Task requirements: Print exactly the lines from the one containing "Please identify the black puppy in background" through the last line of the listing, both included.

Content starts

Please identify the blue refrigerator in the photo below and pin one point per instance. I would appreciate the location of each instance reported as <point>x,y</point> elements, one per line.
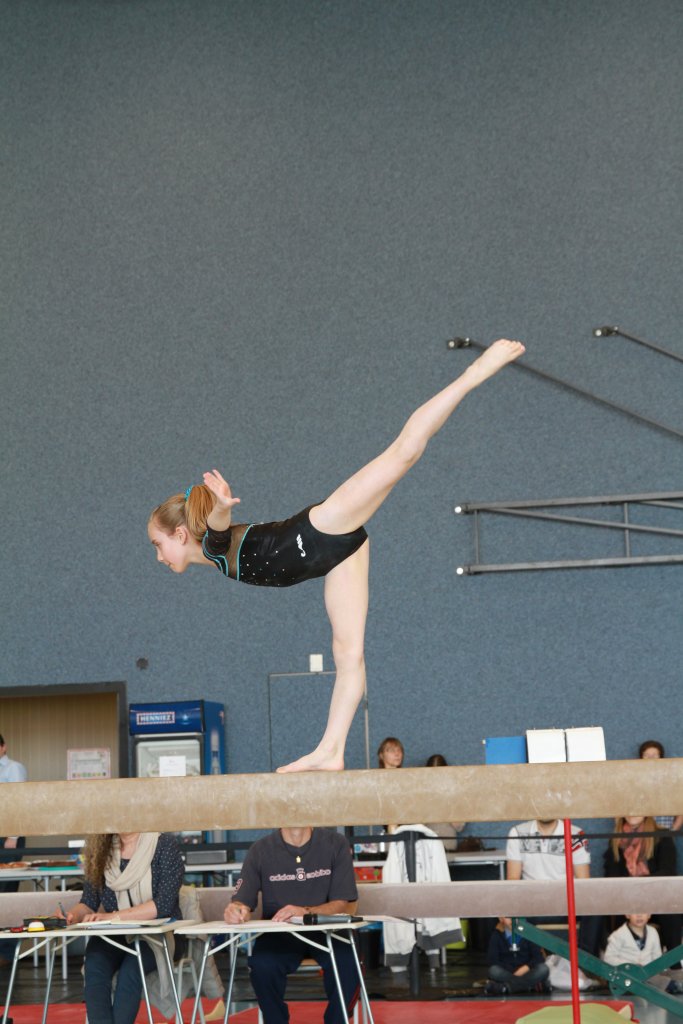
<point>189,733</point>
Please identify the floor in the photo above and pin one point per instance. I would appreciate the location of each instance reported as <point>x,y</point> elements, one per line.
<point>462,978</point>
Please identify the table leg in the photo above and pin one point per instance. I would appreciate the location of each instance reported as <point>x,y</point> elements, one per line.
<point>50,950</point>
<point>233,963</point>
<point>169,965</point>
<point>198,996</point>
<point>144,980</point>
<point>12,975</point>
<point>361,982</point>
<point>65,961</point>
<point>336,972</point>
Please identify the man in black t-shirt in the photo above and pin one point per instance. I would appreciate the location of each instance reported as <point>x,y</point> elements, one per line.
<point>297,871</point>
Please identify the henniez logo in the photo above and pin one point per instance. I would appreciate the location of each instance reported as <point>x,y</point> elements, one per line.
<point>155,718</point>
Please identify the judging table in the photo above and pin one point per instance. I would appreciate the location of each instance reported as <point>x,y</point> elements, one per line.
<point>153,932</point>
<point>243,935</point>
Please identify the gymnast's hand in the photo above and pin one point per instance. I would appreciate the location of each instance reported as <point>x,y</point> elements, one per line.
<point>219,517</point>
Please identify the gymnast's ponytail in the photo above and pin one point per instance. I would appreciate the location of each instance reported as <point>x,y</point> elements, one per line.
<point>190,510</point>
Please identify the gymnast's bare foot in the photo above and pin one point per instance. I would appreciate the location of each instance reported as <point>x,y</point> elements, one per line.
<point>494,358</point>
<point>322,759</point>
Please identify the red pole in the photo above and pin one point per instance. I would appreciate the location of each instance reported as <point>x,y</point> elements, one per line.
<point>571,918</point>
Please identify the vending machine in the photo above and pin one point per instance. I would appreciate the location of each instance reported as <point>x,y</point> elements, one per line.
<point>183,737</point>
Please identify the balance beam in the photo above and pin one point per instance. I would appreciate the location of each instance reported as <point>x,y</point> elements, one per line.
<point>485,793</point>
<point>463,899</point>
<point>521,899</point>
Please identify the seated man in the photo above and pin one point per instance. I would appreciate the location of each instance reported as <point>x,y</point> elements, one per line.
<point>515,965</point>
<point>297,871</point>
<point>536,852</point>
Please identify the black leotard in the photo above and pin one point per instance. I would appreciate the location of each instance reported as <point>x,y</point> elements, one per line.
<point>279,554</point>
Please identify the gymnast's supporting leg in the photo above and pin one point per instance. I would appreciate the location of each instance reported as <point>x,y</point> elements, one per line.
<point>346,604</point>
<point>357,499</point>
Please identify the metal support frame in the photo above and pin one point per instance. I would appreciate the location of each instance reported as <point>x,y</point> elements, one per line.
<point>456,343</point>
<point>616,332</point>
<point>627,979</point>
<point>540,510</point>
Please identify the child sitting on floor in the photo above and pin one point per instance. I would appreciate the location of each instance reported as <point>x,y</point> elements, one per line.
<point>636,943</point>
<point>515,965</point>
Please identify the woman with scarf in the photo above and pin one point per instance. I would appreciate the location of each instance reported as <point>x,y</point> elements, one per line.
<point>129,877</point>
<point>634,853</point>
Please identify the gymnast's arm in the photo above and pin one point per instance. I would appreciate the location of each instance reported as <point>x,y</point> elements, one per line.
<point>219,517</point>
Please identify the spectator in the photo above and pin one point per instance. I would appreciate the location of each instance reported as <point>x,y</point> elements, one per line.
<point>652,750</point>
<point>297,871</point>
<point>636,943</point>
<point>515,965</point>
<point>446,829</point>
<point>390,753</point>
<point>536,852</point>
<point>631,854</point>
<point>136,877</point>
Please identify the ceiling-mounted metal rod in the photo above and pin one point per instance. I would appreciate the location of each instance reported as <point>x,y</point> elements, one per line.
<point>666,498</point>
<point>580,563</point>
<point>664,505</point>
<point>469,343</point>
<point>582,521</point>
<point>611,332</point>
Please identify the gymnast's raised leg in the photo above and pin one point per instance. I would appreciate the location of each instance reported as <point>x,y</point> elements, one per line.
<point>351,506</point>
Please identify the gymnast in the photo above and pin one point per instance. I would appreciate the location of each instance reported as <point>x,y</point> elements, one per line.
<point>327,540</point>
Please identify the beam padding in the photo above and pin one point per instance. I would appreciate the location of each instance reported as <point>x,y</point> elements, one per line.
<point>484,793</point>
<point>521,899</point>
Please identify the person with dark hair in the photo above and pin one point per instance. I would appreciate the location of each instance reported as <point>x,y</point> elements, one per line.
<point>327,539</point>
<point>631,854</point>
<point>446,829</point>
<point>652,750</point>
<point>297,871</point>
<point>515,965</point>
<point>635,943</point>
<point>128,877</point>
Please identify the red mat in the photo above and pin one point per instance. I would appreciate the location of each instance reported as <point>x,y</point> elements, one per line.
<point>482,1011</point>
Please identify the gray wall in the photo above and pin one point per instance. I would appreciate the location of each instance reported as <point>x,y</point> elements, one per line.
<point>239,233</point>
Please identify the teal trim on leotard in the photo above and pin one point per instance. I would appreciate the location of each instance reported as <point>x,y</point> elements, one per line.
<point>219,560</point>
<point>237,564</point>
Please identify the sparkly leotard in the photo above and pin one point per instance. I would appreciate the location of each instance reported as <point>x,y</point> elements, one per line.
<point>279,554</point>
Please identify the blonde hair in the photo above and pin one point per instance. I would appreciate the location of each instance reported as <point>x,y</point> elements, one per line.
<point>191,512</point>
<point>96,854</point>
<point>648,824</point>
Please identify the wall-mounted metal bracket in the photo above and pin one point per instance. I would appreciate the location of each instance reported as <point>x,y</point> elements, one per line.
<point>523,365</point>
<point>542,510</point>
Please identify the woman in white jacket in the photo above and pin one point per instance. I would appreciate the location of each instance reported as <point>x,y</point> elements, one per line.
<point>637,943</point>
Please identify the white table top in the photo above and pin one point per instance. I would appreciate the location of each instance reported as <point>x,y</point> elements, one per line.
<point>104,928</point>
<point>221,928</point>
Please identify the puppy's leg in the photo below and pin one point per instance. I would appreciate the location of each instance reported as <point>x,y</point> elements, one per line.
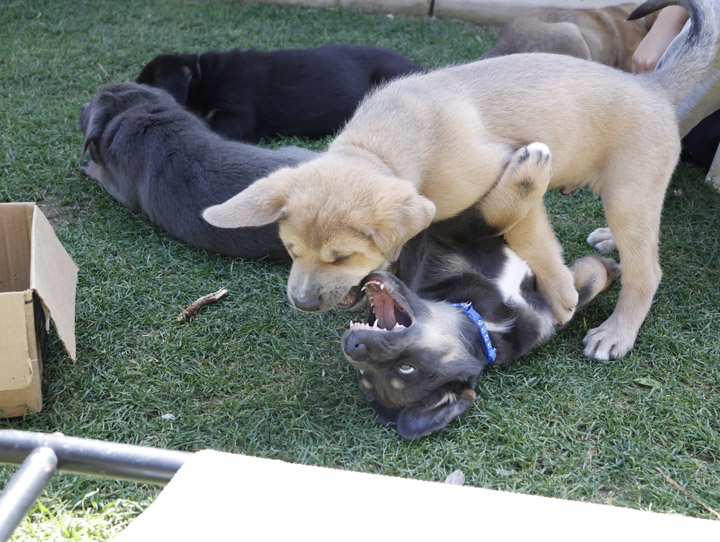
<point>593,274</point>
<point>522,184</point>
<point>633,213</point>
<point>533,240</point>
<point>602,240</point>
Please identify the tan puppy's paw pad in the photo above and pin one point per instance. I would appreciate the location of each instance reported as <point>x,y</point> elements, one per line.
<point>602,240</point>
<point>530,170</point>
<point>561,296</point>
<point>604,343</point>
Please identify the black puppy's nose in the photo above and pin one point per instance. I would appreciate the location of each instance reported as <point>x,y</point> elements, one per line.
<point>306,303</point>
<point>354,348</point>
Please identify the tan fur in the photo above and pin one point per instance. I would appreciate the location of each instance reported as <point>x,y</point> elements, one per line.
<point>447,137</point>
<point>602,35</point>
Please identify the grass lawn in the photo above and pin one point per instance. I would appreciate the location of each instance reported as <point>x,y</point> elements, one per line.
<point>251,375</point>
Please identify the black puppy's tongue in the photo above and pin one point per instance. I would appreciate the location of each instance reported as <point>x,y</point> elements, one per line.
<point>385,311</point>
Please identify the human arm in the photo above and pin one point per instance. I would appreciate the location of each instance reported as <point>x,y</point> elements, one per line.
<point>668,25</point>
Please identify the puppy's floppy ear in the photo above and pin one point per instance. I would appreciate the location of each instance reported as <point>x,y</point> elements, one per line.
<point>443,407</point>
<point>93,120</point>
<point>259,204</point>
<point>395,224</point>
<point>172,73</point>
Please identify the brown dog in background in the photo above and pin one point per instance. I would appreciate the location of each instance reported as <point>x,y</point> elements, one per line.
<point>603,35</point>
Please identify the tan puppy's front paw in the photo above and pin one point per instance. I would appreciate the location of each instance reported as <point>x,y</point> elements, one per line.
<point>529,171</point>
<point>608,342</point>
<point>602,240</point>
<point>561,295</point>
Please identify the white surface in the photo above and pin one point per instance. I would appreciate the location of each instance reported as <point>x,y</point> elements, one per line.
<point>217,496</point>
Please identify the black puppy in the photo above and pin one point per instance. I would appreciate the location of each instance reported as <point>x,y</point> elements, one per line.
<point>152,155</point>
<point>421,348</point>
<point>247,95</point>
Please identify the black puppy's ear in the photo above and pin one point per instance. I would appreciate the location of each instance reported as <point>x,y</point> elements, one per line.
<point>419,420</point>
<point>172,73</point>
<point>93,121</point>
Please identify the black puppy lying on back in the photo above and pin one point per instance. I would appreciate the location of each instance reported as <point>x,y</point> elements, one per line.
<point>247,95</point>
<point>152,155</point>
<point>419,355</point>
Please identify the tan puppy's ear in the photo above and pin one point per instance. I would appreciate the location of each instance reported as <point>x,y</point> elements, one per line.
<point>259,204</point>
<point>396,224</point>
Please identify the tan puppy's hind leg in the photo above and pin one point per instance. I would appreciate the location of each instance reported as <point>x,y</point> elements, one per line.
<point>602,240</point>
<point>522,184</point>
<point>592,275</point>
<point>635,229</point>
<point>533,240</point>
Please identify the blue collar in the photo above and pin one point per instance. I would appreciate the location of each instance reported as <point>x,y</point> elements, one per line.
<point>488,349</point>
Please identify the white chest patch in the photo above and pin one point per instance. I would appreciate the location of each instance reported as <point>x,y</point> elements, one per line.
<point>515,271</point>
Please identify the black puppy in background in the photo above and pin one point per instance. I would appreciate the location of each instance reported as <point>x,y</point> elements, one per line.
<point>248,95</point>
<point>152,155</point>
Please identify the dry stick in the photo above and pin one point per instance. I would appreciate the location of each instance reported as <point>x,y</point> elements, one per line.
<point>107,75</point>
<point>685,491</point>
<point>195,306</point>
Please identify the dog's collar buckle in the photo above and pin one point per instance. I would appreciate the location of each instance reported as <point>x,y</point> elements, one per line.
<point>488,349</point>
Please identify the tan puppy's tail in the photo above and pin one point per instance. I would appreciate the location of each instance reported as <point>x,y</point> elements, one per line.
<point>690,70</point>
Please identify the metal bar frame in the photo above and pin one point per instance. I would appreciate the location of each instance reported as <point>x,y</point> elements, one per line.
<point>41,455</point>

Content ends

Solution below:
Please identify the black puppy in background in the photo above and pin one point per instance. I would appreciate the location of each instance reported as <point>x,y</point> elements, one per line.
<point>248,95</point>
<point>152,155</point>
Please identify the dry stick in the photo above and pin one point per instance. I would appreciate the location of each instance reported as <point>x,y</point> elements, one per line.
<point>107,75</point>
<point>685,491</point>
<point>195,306</point>
Please identify the dog's collar buckle in the photo above and pin one point per instance. I would appreciate the location of each instance reported as <point>x,y</point> elements, one per line.
<point>488,349</point>
Please identify the tan puppy's tail in the photo above and pin one point per instance. I would appreciate the location of each instance reported as <point>x,y</point> elements, one per line.
<point>690,70</point>
Please identify the metal bar frame in the photo above and pin one point per instance. I would appreciate the location of each instance reported as <point>x,y</point> elements, one per line.
<point>41,455</point>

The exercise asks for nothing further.